:: TEXT EXTRACT ::
-- BEGIN --
Taking an odd turn, the second season of Black Mirror features less high-tech scenarios than its predecessors, but Brooker’s focus is still centered on the social implications of social order gone askew thanks in large part to the adoption of technology. Though this season came after a hiatus, and another sits between this season and an eventual third, Black Mirror continues to arouse the interest of fiction giants like Stephen King. But are these episodes more predictions from a modern-day oracle, or has the concept failed to keep up momentum after more than a year off the air?
Be Right Back
Martha and Ash, live in a small house in the remote country, where she works as a graphic designer and he sinks all his time into sharing and interacting via social media. After an accident kills him, Martha, at Ash’s funeral, talks with Sarah who suggests that although she’d lost the love of her life she could find him again through the Internet. Later in the night, after receiving an email from deceased Ash, Martha is furious, and finds out Sarah had signed her up in secret.
-- END --
:: SET PROBLEM 1 ::
In the Black Mirror review, rewrite the passage starting with "Taking an odd" and going on through "off the air?", replacing "Black Mirror" with "the anthology".
:: SET PROBLEM 2 ::
Carry on the Black Mirror review from the point where it stops.
The records that come next are separate material and have no connection to the Black Mirror review.

:: ENTRIES PROVIDED ::
-- BEGIN --
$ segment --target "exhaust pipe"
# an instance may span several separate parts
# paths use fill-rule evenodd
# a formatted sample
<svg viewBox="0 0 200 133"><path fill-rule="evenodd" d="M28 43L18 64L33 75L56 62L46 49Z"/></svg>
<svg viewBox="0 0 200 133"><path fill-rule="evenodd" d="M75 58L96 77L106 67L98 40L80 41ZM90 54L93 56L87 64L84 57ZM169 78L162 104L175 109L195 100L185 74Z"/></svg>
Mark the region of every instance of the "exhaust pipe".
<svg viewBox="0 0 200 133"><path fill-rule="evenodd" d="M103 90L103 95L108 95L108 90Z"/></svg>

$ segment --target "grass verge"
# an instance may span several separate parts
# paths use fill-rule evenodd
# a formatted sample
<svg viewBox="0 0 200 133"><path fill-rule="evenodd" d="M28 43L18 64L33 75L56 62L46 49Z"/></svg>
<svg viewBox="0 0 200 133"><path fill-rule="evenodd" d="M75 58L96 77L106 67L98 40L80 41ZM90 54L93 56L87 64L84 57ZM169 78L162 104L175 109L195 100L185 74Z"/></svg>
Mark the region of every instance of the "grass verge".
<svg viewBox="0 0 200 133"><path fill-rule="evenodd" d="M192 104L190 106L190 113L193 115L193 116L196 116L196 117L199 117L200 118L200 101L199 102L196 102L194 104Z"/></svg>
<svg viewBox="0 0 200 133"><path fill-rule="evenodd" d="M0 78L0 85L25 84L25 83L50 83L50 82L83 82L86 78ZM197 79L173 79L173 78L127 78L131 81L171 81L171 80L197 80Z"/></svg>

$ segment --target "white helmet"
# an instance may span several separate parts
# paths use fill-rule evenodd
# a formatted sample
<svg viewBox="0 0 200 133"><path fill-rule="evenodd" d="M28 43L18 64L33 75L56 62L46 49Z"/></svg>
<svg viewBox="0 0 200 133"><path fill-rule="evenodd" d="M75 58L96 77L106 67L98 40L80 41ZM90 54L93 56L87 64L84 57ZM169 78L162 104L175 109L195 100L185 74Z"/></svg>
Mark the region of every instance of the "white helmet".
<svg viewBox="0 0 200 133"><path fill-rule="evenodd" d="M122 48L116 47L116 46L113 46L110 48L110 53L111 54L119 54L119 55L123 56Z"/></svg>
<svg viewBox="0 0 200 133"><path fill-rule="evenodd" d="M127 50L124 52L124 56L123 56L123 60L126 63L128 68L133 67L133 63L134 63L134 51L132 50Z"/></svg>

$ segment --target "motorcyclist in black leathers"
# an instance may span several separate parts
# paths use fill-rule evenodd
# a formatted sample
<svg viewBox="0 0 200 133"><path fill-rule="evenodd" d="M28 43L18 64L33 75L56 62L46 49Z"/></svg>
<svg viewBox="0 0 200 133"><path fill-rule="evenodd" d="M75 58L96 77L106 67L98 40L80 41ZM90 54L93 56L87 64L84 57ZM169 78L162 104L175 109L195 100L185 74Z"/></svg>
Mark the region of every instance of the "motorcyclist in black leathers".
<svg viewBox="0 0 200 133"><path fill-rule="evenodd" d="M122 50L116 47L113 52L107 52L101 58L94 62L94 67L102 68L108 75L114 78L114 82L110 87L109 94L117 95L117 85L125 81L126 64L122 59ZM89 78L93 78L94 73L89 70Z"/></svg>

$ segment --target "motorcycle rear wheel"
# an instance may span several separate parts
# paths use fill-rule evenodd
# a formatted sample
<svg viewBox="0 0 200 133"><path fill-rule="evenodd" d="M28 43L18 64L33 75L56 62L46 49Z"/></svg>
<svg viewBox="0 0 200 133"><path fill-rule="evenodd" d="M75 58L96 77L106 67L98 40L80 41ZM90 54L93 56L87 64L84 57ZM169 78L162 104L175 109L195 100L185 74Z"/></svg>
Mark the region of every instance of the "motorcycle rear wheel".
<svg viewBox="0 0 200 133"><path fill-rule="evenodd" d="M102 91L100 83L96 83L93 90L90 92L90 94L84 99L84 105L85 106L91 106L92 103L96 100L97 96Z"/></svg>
-- END --
:: TASK RESULT 1 ::
Taking an odd turn, the second season of the anthology features less high-tech scenarios than its predecessors, but Brooker’s focus is still centered on the social implications of social order gone askew thanks in large part to the adoption of technology. Though this season came after a hiatus, and another sits between this season and an eventual third, the anthology continues to arouse the interest of fiction giants like Stephen King. But are these episodes more predictions from a modern-day oracle, or has the concept failed to keep up momentum after more than a year off the air?

:: TASK RESULT 2 ::
As grief overtakes her, and Martha discovers her unplanned pregnancy, she reached out to the digital Ash. It responds as he would and so she agrees to feed it more of Ash’s data in order to get a more complete simulation. This allows her to talk with it, and she does so for days on end, unable to separate from it until she accidentally breaks her phone while getting an ultrasound performed. After having it replaced, the simulated Ash tells her not to fear of harming him and she expresses the dread of losing him a second time. It then suggests that she can take its development one step further.
Martha purchases a blank, a body made of artificial flesh, and, following the simulated Ash’s instructions, prepares the body to take form. When it awakes, an android Ash, seen void of facial hair and a distinct mole, startles Martha with the realness of its existence. They form a sexual relationship, and though she is satisfied for a time, she is frustrated that this thing isn’t a replacement for the man she’d lost. After an argument that leaves her rattled, she walks the android Ash to a cliff, telling it to jump off. It is agreeable and Martha’s frustration and anger grows, explaining that the man she’d love would’ve wept and never agreed. It responds by mimicking the emotions she’d described in an attempt to please her, but it only proves to her that she cannot order it to die.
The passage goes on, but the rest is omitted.